ACTIVITY A -
Check each statement against the Norbrook case summary below: (i) Mr Shaw had enough qualifying service to claim ordinary unfair dismissal; (ii) Mr Shaw's first email on 30 November went to Norbrook's health and safety manager; (iii) Mr Shaw was told that a risk assessment had been done. For each, answer yes or no and quote the deciding words.
ACTIVITY B -
Take everything in the Norbrook case summary from "On 30 November he" down to "the formal guidance?", and swap "snow" for "ice" wherever it occurs.
ACTIVITY C -
Extend the Norbrook case summary about Mr Shaw's emails, picking up after its last sentence.

TEXT UNDER STUDY -
##########

In Norbrook Laboratories (UK) Ltd v Shaw Mrs Justice Slade DBE sitting in the Employment Appeal Tribunal was asked to consider whether a series of emails, taken together, could be treated as a protected disclosure for the purposes of section 43B(1) of the Employment Rights Act 1996 (whistleblowing protection).
Mr Shaw claimed automatic unfair dismissal and being subjected to a detriment, both on the grounds of having made a protected disclosure (he had insufficient qualifying service to claim “ordinary” unfair dismissal). His disclosure was communicated by two emails sent on 30 November 2010 and one on 6 December 2010. Taken in isolation each email did not constitute a protected disclosure.
Mr Shaw commenced employment with Norbrook as part of an on-the-road pharmaceutical sales team. His duties included visiting clients and prospective clients with a view to securing sales. As readers may recall the winter of 2010 was particularly severe with large snowfalls and motorways closed.
On 30 November he sent an email to Norbrook’s health and safety manager, Mr Cuthbertson:
Could you please provide me with some advice on what my Territory Managers should do in terms of driving in the snow. Is there a company policy and has a risk assessment been done.
Taken in isolation this was an enquiry and not a protected disclosure. He was told that there was no applicable policy or risk assessment but he was given advice about driving in the snow. About two hours later he sent a further email to Mr Cuthbertson:
I was hoping for some formal guidance from the company. The team are under a lot of pressure to keep out on the roads at the moment and it is dangerous. Do I log this as the formal guidance?

##########

LISTED RECORDS -
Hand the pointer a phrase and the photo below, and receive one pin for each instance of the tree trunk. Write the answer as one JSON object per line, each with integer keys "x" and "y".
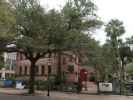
{"x": 59, "y": 75}
{"x": 32, "y": 77}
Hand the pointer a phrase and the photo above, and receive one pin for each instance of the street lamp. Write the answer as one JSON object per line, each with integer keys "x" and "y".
{"x": 49, "y": 71}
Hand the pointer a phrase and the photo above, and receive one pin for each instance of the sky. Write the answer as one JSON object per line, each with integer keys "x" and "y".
{"x": 107, "y": 10}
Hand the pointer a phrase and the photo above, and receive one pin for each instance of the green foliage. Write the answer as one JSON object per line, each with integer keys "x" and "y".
{"x": 7, "y": 21}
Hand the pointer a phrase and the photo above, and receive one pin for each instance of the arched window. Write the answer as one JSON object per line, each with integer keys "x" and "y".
{"x": 25, "y": 70}
{"x": 42, "y": 69}
{"x": 37, "y": 70}
{"x": 20, "y": 70}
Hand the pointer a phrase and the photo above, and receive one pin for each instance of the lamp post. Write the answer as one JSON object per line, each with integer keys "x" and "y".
{"x": 49, "y": 71}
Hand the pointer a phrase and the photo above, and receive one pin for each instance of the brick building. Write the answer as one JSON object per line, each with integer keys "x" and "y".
{"x": 69, "y": 66}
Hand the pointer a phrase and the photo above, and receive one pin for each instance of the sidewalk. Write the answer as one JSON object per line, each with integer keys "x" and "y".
{"x": 67, "y": 96}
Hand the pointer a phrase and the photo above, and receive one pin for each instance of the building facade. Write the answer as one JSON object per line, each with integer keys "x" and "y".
{"x": 69, "y": 66}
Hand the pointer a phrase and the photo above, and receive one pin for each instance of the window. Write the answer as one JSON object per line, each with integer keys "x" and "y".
{"x": 20, "y": 70}
{"x": 43, "y": 70}
{"x": 49, "y": 69}
{"x": 36, "y": 70}
{"x": 25, "y": 70}
{"x": 71, "y": 68}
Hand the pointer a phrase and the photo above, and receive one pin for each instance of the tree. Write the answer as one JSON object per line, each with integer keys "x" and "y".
{"x": 114, "y": 30}
{"x": 7, "y": 22}
{"x": 40, "y": 32}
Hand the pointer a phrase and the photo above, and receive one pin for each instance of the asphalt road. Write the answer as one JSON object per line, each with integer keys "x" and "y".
{"x": 15, "y": 97}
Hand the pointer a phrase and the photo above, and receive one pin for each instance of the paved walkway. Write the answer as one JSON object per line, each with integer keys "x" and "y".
{"x": 63, "y": 96}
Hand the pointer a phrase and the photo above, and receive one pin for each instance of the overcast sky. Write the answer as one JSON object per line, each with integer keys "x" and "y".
{"x": 107, "y": 9}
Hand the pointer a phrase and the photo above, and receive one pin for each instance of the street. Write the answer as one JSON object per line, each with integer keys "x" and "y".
{"x": 67, "y": 97}
{"x": 15, "y": 97}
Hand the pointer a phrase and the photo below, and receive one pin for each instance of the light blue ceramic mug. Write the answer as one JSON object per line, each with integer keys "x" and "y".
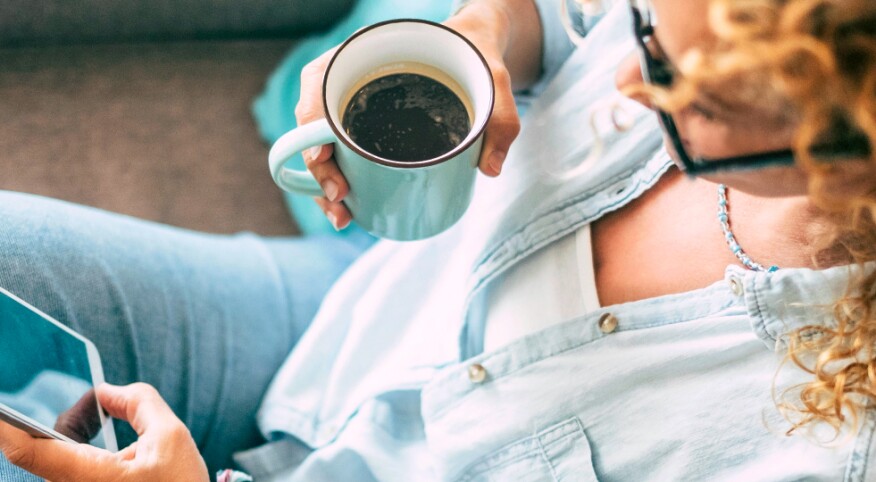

##########

EXERCISE ANSWER A -
(i) No: "he had insufficient qualifying service"
(ii) Yes: "he sent an email to Norbrook’s health and safety manager, Mr Cuthbertson"
(iii) No: "He was told that there was no applicable policy or risk assessment"

EXERCISE ANSWER B -
On 30 November he sent an email to Norbrook’s health and safety manager, Mr Cuthbertson:
Could you please provide me with some advice on what my Territory Managers should do in terms of driving in the ice. Is there a company policy and has a risk assessment been done.
Taken in isolation this was an enquiry and not a protected disclosure. He was told that there was no applicable policy or risk assessment but he was given advice about driving in the ice. About two hours later he sent a further email to Mr Cuthbertson:
I was hoping for some formal guidance from the company. The team are under a lot of pressure to keep out on the roads at the moment and it is dangerous. Do I log this as the formal guidance?

EXERCISE ANSWER C -
Following enquiries from territory managers about whether they would be paid if they were snowed in Mr Shaw sent a further email on 6 December, this time to a member of staff in the human resources department. This email included the following:
I am only after a simply [sic] policy statement to increase transparency and help build morale and goodwill within the team. As their manager I also have a duty to care for their health and safety. Having spent most of Monday and Friday driving through snow I know how dangerous it can be. In addition the time spent battling through the snow is unproductive; they can gain more sales by phoning customers. If they are not going to be paid then I have to put in contingencies for diverting calls to those team members still on the road. In the absence of any formal guidance I take full responsibility for the directions given to my team.
The Employment Tribunal concluded that, taking the communications as a whole, they were capable of amounting to a qualifying disclosure with reference to section 43B(1)(d). On appeal it was submitted for Norbrook that this conclusion was perverse or erroneous, that he was merely expressing an opinion and that the disclosure (if that is what it was) could not be spread over a number of documents. Mr Shaw submitted that he made two qualifying disclosures: failure to comply with health and safety requirements and breaches of the Health and Safety at Work Act 1974.
Mr Shaw was successful on appeal. There was no error by the Employment Tribunal in concluding that the in the emails taken together he was communicating information. He was drawing attention to the danger posed to territory managers of driving in snowy conditions. In doing so he did not need to specify particular territories or particular territory managers:
It is unsurprising that no more specific information was given. The information was that the Territory Managers were being exposed to danger by driving in snowy conditions. Those conditions would no doubt change from time to time and from area to area.
Similarly there was no error in considering the email correspondence as a whole, even though the email dated 6 December was sent to a different person. It was obvious from that email that there had been earlier communications, albeit sent to a different person. As a result (since this was an appeal from a decision at a preliminary hearing) the matter was returned to the Employment Tribunal to proceed with the claims.